-- START EXTRACTED DATA --

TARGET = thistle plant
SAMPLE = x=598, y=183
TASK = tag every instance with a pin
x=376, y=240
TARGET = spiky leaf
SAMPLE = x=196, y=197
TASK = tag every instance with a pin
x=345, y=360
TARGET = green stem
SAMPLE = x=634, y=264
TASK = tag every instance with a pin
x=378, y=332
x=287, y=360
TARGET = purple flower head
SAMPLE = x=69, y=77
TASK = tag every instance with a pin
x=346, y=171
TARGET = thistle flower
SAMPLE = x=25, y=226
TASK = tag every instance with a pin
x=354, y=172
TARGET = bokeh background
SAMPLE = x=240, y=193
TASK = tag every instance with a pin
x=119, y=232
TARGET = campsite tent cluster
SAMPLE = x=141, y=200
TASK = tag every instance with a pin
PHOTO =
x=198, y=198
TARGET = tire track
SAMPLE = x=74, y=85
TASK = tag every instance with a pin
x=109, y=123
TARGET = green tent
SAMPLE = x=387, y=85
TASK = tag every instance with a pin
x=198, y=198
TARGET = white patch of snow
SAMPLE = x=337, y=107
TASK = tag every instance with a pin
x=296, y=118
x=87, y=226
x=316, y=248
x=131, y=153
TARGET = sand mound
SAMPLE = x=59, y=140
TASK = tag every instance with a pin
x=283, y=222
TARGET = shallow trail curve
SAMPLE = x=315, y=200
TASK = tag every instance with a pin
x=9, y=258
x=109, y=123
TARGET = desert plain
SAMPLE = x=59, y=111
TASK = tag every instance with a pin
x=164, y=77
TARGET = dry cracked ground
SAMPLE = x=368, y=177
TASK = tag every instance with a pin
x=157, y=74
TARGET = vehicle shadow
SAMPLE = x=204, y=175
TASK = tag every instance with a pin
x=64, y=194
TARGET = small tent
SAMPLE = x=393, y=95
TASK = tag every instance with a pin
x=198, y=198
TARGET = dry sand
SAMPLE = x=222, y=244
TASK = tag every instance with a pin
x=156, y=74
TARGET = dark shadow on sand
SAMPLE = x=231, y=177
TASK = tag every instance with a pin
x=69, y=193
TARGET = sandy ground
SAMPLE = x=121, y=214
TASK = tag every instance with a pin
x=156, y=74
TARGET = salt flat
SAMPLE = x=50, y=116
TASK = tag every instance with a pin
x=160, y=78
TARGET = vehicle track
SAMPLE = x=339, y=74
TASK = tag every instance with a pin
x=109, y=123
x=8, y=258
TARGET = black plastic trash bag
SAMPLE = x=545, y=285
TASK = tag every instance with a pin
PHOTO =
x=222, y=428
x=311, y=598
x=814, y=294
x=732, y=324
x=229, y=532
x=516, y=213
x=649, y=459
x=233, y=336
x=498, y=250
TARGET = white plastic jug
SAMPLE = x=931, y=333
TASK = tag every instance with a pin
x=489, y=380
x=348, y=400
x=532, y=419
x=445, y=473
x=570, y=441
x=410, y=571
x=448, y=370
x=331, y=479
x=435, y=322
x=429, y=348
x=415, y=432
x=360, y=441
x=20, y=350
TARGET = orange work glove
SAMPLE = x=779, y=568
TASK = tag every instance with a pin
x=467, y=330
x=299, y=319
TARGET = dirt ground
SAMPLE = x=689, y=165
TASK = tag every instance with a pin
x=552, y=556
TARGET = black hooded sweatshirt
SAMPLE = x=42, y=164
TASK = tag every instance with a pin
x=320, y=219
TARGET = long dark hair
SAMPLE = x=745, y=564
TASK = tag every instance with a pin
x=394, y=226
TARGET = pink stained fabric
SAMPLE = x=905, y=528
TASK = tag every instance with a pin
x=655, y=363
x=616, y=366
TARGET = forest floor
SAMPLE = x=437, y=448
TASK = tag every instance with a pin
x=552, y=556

-- END EXTRACTED DATA --

→ **REQUIREMENT**
Write out the entries again from the line with "TARGET = dry cracked ground" to the line with "x=394, y=226", requests included. Add 63 to every number in the answer coordinates, but leave the sample coordinates in the requests unchanged.

→ **CORRECT RESPONSE**
TARGET = dry cracked ground
SAMPLE = x=368, y=177
TASK = tag every instance with a pin
x=220, y=137
TARGET = vehicle shadow
SAMPLE = x=204, y=175
TASK = tag every instance with a pin
x=127, y=257
TARGET = small tent
SAMPLE = x=393, y=95
TASK = tag every instance with a pin
x=261, y=261
TARGET = dry sand
SAMPLE = x=222, y=244
TASK = tag every instance with a pin
x=219, y=137
TARGET = dark shadow on sand
SAMPLE = x=231, y=177
TASK = tag every instance with a pin
x=132, y=256
TARGET = sandy ground
SAMPLE = x=121, y=214
TASK = tag every instance with a pin
x=219, y=137
TARGET = salt flat
SAMPLE = x=50, y=116
TASK = tag every instance with a pin
x=223, y=141
TARGET = vehicle track
SAMPLE = x=339, y=74
TASK = tag every instance with a pin
x=172, y=186
x=71, y=321
TARGET = black plastic trash bag
SAMPLE = x=545, y=285
TASK = tag every instance with a pin
PHOTO =
x=285, y=491
x=374, y=661
x=877, y=357
x=795, y=387
x=292, y=595
x=579, y=276
x=712, y=522
x=296, y=399
x=561, y=313
TARGET = white plastic jug
SAMPLE = x=931, y=333
TASK = tag every instance with a pin
x=552, y=443
x=411, y=463
x=595, y=482
x=508, y=536
x=633, y=504
x=473, y=634
x=511, y=433
x=394, y=542
x=498, y=385
x=492, y=411
x=478, y=495
x=423, y=504
x=83, y=413
TARGET = orange work glove
SAMPLE = x=779, y=568
TASK = tag every instance with a pin
x=530, y=393
x=362, y=382
TARGET = dirt ground
SAMPLE = x=689, y=165
TASK = tag every instance with a pin
x=615, y=619
TARGET = black hooded sweatshirt
SAMPLE = x=42, y=164
TASK = tag every instance with a pin
x=383, y=282
TARGET = long dark hair
SAMPLE = x=745, y=564
TASK = tag every instance with a pin
x=457, y=289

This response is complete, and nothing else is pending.